**ABOUT THIS TASK**
Each record, exactly as written, should be printed again.

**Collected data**
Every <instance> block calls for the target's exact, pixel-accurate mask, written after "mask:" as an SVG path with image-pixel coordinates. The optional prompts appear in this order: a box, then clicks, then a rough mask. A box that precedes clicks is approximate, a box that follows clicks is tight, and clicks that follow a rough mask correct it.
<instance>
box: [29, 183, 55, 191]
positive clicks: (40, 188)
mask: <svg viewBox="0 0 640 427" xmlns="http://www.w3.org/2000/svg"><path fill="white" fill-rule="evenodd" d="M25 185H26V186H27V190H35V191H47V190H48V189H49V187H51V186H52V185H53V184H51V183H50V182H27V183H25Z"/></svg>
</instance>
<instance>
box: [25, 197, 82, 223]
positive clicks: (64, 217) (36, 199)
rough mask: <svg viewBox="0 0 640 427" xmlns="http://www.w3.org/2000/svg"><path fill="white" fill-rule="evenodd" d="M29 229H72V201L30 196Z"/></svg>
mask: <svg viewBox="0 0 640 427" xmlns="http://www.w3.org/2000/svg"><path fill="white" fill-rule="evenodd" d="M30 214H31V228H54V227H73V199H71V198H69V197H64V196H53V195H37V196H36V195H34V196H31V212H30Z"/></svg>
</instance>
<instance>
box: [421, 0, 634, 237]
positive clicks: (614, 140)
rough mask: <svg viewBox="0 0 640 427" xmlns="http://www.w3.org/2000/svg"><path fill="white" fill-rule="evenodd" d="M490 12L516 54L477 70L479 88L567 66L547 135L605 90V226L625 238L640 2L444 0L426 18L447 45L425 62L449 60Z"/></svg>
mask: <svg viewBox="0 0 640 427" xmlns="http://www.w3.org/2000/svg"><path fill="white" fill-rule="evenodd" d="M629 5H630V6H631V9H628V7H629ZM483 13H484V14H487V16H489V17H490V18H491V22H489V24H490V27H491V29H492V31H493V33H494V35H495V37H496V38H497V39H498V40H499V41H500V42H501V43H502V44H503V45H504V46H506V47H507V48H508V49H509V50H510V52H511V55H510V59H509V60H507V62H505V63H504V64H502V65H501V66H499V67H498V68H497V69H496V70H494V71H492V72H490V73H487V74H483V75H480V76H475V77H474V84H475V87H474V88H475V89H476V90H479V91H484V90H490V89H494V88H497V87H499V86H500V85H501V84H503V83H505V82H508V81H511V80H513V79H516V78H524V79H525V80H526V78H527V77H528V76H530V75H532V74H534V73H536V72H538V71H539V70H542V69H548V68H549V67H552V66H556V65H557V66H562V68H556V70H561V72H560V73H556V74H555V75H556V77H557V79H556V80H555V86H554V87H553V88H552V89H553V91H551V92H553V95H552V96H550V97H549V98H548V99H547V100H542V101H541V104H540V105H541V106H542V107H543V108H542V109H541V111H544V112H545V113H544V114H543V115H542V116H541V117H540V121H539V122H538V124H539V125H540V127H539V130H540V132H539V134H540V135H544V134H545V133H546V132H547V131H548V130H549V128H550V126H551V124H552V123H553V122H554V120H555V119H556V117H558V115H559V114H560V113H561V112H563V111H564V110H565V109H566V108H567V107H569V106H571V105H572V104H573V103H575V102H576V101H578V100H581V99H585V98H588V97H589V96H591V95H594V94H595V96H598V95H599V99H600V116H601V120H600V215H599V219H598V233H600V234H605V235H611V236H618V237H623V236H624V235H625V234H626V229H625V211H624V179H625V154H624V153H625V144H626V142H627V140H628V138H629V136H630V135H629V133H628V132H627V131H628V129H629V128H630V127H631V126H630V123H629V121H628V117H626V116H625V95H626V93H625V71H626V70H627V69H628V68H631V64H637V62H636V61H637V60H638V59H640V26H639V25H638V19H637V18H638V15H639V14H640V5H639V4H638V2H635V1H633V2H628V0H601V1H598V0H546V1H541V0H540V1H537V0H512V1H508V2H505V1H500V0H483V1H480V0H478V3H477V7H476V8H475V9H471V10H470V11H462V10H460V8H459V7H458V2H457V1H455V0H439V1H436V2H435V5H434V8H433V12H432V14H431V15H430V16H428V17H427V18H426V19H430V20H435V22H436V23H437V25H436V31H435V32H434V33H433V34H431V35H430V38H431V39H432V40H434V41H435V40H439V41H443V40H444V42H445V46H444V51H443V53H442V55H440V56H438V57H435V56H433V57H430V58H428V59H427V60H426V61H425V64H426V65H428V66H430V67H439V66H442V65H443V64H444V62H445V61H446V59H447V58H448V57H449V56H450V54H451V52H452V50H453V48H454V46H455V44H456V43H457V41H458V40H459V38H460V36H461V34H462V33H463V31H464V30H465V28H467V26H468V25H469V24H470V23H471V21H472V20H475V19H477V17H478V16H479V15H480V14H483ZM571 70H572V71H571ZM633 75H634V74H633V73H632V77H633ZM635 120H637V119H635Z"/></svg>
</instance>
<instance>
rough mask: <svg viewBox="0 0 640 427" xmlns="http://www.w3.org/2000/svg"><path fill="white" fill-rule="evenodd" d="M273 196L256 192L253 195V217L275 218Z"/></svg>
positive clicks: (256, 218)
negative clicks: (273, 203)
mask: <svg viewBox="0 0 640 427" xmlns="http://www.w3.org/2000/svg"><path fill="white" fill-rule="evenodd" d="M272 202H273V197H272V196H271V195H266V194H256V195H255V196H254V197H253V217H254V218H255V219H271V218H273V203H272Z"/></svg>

**RESPONSE**
Every <instance> block calls for the target's exact, pixel-accurate mask, written after "mask:" as an SVG path with image-pixel coordinates. The optional prompts appear in this order: a box, then clicks, then a rough mask. A box that precedes clicks is approximate, a box that follows clicks is tight, and clicks that follow a rough mask correct it.
<instance>
box: [29, 183, 55, 191]
positive clicks: (40, 188)
mask: <svg viewBox="0 0 640 427" xmlns="http://www.w3.org/2000/svg"><path fill="white" fill-rule="evenodd" d="M25 185H26V186H27V190H35V191H47V190H48V189H49V187H51V186H52V185H53V184H51V183H50V182H27V183H25Z"/></svg>
</instance>
<instance>
box: [25, 197, 82, 223]
positive clicks: (64, 217) (36, 199)
rough mask: <svg viewBox="0 0 640 427" xmlns="http://www.w3.org/2000/svg"><path fill="white" fill-rule="evenodd" d="M29 229H72V201L30 196Z"/></svg>
mask: <svg viewBox="0 0 640 427" xmlns="http://www.w3.org/2000/svg"><path fill="white" fill-rule="evenodd" d="M30 214H31V228H54V227H73V199H71V198H69V197H64V196H53V195H37V196H36V195H34V196H31V212H30Z"/></svg>
</instance>
<instance>
box: [421, 0, 634, 237]
positive clicks: (614, 140)
rough mask: <svg viewBox="0 0 640 427" xmlns="http://www.w3.org/2000/svg"><path fill="white" fill-rule="evenodd" d="M490 12L516 54L477 70L479 88L567 66L547 135L605 90V226L625 238L640 2L444 0L426 18L447 45L425 62L449 60Z"/></svg>
mask: <svg viewBox="0 0 640 427" xmlns="http://www.w3.org/2000/svg"><path fill="white" fill-rule="evenodd" d="M629 5H630V6H631V9H628V7H629ZM483 13H484V14H487V16H489V17H490V18H491V22H489V24H490V27H491V29H492V31H493V33H494V35H495V37H496V38H497V39H498V40H499V41H500V42H501V43H502V44H503V45H504V46H506V47H507V48H508V49H509V50H510V52H511V55H510V59H509V60H507V62H505V63H504V64H502V65H501V66H499V67H498V68H497V69H496V70H494V71H492V72H490V73H487V74H483V75H480V76H475V77H474V84H475V87H474V88H475V89H476V90H479V91H484V90H490V89H494V88H497V87H499V86H500V85H501V84H503V83H505V82H508V81H511V80H513V79H516V78H524V79H525V80H526V78H527V77H528V76H530V75H532V74H534V73H536V72H538V71H539V70H542V69H548V68H549V67H552V66H556V65H557V66H562V68H556V70H561V72H560V73H556V74H555V75H556V77H557V79H556V80H555V86H554V87H553V88H552V89H553V91H551V92H553V95H552V96H550V97H549V98H548V99H547V100H542V101H541V104H540V105H541V106H542V107H543V108H542V109H541V111H544V112H545V113H544V114H543V115H542V116H541V117H540V121H539V122H538V124H539V125H540V127H539V130H540V132H539V134H540V135H544V134H545V133H546V132H547V131H548V130H549V128H550V126H551V124H552V123H553V122H554V120H555V119H556V117H558V115H559V114H560V113H561V112H563V111H564V110H565V109H566V108H567V107H569V106H571V105H572V104H573V103H575V102H576V101H578V100H581V99H585V98H588V97H589V96H591V95H594V94H595V96H598V95H599V99H600V116H601V120H600V215H599V219H598V233H600V234H605V235H611V236H618V237H623V236H624V235H625V234H626V229H625V211H624V179H625V154H624V153H625V144H626V142H627V140H628V138H629V136H630V135H629V133H628V132H627V131H628V129H629V128H630V127H631V126H630V123H629V121H628V117H626V116H625V95H626V93H625V71H626V70H627V69H628V68H631V64H637V62H636V61H637V60H638V59H640V26H639V25H638V19H637V18H638V15H639V14H640V5H639V4H638V2H635V1H633V2H628V0H601V1H598V0H546V1H541V0H540V1H537V0H512V1H508V2H505V1H500V0H483V1H480V0H478V3H477V7H476V8H475V9H471V10H470V11H462V10H460V8H459V7H458V2H457V1H455V0H439V1H436V2H435V5H434V8H433V12H432V14H431V15H430V16H428V17H427V18H426V19H430V20H435V22H436V23H437V25H436V31H435V32H434V33H433V34H431V35H430V38H431V39H432V40H434V41H435V40H439V41H443V40H444V42H445V46H444V51H443V53H442V55H440V56H438V57H435V56H433V57H430V58H428V59H427V60H426V61H425V64H426V65H428V66H430V67H439V66H442V65H443V64H444V62H445V61H446V59H447V58H448V57H449V56H450V54H451V52H452V50H453V48H454V46H455V44H456V43H457V41H458V40H459V38H460V36H461V34H462V33H463V31H464V30H465V28H467V26H468V25H469V24H470V23H471V21H472V20H475V19H477V17H478V16H479V15H480V14H483ZM571 70H572V71H571ZM633 75H634V74H633V73H632V77H633ZM635 120H637V119H635Z"/></svg>
</instance>
<instance>
rough mask: <svg viewBox="0 0 640 427" xmlns="http://www.w3.org/2000/svg"><path fill="white" fill-rule="evenodd" d="M273 196L256 192L253 195V217L275 218Z"/></svg>
positive clicks: (256, 218)
negative clicks: (273, 203)
mask: <svg viewBox="0 0 640 427" xmlns="http://www.w3.org/2000/svg"><path fill="white" fill-rule="evenodd" d="M272 202H273V197H272V196H271V195H266V194H256V195H255V196H254V197H253V217H254V218H255V219H271V218H273V203H272Z"/></svg>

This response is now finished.